# TASK INPUT:
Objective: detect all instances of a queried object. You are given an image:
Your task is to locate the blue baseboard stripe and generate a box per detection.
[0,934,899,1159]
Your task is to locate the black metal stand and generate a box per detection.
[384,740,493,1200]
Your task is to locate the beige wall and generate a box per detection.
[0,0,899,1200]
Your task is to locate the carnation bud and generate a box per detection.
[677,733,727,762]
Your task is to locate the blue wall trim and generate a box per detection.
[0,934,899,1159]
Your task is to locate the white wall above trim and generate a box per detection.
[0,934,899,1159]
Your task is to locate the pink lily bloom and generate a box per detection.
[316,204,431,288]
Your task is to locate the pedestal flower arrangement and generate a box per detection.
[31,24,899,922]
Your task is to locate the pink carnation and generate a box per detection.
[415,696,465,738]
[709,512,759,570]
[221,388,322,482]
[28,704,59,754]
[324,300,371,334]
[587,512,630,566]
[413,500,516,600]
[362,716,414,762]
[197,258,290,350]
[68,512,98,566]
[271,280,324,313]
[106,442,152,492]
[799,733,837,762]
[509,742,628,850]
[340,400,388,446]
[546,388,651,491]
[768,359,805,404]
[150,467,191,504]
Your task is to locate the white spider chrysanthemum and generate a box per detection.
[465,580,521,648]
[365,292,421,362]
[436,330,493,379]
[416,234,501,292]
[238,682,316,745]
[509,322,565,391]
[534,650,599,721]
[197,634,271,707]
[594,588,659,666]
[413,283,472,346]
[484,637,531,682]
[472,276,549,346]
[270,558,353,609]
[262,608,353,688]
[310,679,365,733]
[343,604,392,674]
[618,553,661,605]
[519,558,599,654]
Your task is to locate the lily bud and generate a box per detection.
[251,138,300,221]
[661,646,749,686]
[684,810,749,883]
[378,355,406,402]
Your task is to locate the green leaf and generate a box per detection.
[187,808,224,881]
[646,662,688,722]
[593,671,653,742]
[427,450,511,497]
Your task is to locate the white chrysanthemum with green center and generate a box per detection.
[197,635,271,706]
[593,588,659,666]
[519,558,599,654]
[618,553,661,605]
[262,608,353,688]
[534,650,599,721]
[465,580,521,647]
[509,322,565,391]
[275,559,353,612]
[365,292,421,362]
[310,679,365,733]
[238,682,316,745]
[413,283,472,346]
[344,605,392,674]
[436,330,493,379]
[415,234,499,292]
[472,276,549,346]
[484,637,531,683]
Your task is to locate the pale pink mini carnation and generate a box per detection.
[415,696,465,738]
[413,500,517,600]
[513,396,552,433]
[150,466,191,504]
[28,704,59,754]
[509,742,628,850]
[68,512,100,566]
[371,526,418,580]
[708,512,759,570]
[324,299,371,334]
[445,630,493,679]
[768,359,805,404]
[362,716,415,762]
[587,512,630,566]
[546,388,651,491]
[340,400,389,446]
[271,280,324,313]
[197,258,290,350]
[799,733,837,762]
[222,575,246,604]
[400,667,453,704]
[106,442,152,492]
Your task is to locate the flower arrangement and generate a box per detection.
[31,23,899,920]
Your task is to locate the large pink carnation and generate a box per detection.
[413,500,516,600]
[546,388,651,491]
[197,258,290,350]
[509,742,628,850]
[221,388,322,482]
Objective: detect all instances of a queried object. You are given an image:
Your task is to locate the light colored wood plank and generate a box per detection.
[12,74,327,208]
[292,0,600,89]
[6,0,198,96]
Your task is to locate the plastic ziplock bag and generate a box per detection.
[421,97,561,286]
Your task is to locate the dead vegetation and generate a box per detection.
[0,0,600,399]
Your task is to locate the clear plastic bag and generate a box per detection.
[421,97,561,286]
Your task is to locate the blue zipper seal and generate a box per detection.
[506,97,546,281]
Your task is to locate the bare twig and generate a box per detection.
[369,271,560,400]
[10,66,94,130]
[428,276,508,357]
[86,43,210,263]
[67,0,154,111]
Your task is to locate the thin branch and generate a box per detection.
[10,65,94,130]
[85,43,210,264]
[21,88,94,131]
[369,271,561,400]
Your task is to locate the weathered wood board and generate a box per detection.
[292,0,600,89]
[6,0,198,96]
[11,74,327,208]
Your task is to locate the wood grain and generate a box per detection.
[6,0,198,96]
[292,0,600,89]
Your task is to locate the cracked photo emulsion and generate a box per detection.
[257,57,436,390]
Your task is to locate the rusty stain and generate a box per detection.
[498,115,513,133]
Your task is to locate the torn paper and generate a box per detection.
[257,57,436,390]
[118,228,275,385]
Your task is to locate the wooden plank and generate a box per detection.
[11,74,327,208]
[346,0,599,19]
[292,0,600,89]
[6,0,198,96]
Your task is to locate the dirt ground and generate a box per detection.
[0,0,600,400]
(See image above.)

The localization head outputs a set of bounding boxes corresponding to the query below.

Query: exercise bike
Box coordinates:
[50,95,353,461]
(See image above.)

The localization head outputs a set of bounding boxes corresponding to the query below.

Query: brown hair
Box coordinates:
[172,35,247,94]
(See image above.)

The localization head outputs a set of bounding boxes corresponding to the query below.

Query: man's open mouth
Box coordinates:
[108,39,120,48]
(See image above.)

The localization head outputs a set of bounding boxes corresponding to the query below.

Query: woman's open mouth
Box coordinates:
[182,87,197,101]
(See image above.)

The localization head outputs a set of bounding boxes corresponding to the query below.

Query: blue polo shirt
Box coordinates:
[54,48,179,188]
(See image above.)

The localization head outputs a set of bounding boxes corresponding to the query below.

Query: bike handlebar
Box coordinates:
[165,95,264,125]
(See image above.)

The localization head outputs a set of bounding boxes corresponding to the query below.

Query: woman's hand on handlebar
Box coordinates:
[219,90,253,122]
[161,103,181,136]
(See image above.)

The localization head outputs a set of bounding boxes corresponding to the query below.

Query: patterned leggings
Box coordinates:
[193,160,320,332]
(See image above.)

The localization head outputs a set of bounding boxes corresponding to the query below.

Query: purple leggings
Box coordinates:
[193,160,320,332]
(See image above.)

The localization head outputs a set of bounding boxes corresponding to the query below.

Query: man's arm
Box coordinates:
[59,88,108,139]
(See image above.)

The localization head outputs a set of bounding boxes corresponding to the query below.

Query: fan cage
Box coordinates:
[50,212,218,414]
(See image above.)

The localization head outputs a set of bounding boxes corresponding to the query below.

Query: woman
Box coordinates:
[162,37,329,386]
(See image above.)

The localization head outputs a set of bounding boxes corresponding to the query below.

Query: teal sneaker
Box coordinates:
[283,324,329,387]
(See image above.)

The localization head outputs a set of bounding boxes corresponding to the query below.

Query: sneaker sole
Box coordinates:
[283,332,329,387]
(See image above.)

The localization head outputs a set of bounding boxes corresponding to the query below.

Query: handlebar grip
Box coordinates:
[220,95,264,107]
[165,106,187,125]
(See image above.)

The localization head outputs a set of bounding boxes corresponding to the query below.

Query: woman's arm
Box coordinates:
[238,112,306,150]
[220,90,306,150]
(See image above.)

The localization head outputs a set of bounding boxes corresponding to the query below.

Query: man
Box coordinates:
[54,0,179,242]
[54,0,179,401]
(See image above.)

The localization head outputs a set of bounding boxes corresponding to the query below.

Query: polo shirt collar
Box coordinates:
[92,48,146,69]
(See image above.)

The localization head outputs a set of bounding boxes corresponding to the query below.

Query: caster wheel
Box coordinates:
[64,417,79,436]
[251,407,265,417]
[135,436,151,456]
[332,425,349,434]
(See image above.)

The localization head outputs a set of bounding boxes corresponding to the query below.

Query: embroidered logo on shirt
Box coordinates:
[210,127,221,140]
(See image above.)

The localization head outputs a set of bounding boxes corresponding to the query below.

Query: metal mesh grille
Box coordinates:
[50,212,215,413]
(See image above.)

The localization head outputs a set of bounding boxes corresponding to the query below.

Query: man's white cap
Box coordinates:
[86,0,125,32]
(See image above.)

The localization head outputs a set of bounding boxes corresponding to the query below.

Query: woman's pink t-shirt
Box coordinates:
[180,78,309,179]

# THE PROBLEM:
Reproduce the lines verbatim, beginning at the line that contains "Your task is to locate the black" and ending after the line that contains "[378,355,406,402]".

# ANSWER TO THIS TASK:
Your task is to locate the black metal stand and generate a box per detection.
[384,740,493,1200]
Your task is to locate the beige wall and generate a box per detection.
[0,0,899,1200]
Your task is to locate the carnation bud and generate a box per detection.
[677,733,727,762]
Your task is to locate the blue wall trim and generate a box per detection.
[0,934,899,1159]
Your task is to locate the white wall above trim and generate a box per detection.
[0,934,899,1159]
Your task is to locate the pink lily bloom and generate a box per detection.
[316,204,431,288]
Your task is to locate the pedestal flower arrangement and generate a box per detection.
[31,24,899,922]
Your task is to locate the pink carnation and generate a box per detection.
[415,696,465,738]
[709,512,759,570]
[221,388,322,482]
[28,704,59,754]
[324,300,371,334]
[587,512,630,566]
[413,500,516,600]
[362,716,414,762]
[197,258,290,350]
[68,512,98,566]
[271,280,324,313]
[106,442,152,492]
[799,733,837,762]
[509,742,628,850]
[340,400,388,446]
[546,388,651,491]
[768,359,805,404]
[150,467,191,504]
Your task is to locate the white spider chrysanthemum and generate a box per detection.
[465,580,521,648]
[365,292,421,362]
[436,330,493,379]
[416,234,501,292]
[238,682,316,745]
[509,322,565,391]
[534,650,599,721]
[197,634,271,707]
[594,588,659,666]
[413,283,472,346]
[484,637,531,682]
[472,276,549,346]
[270,558,353,609]
[262,608,353,688]
[310,679,365,733]
[343,604,392,674]
[618,553,661,605]
[519,558,599,654]
Your task is to locate the lily bud and generate a box per detection.
[251,138,300,221]
[661,646,749,686]
[684,810,749,883]
[378,355,406,402]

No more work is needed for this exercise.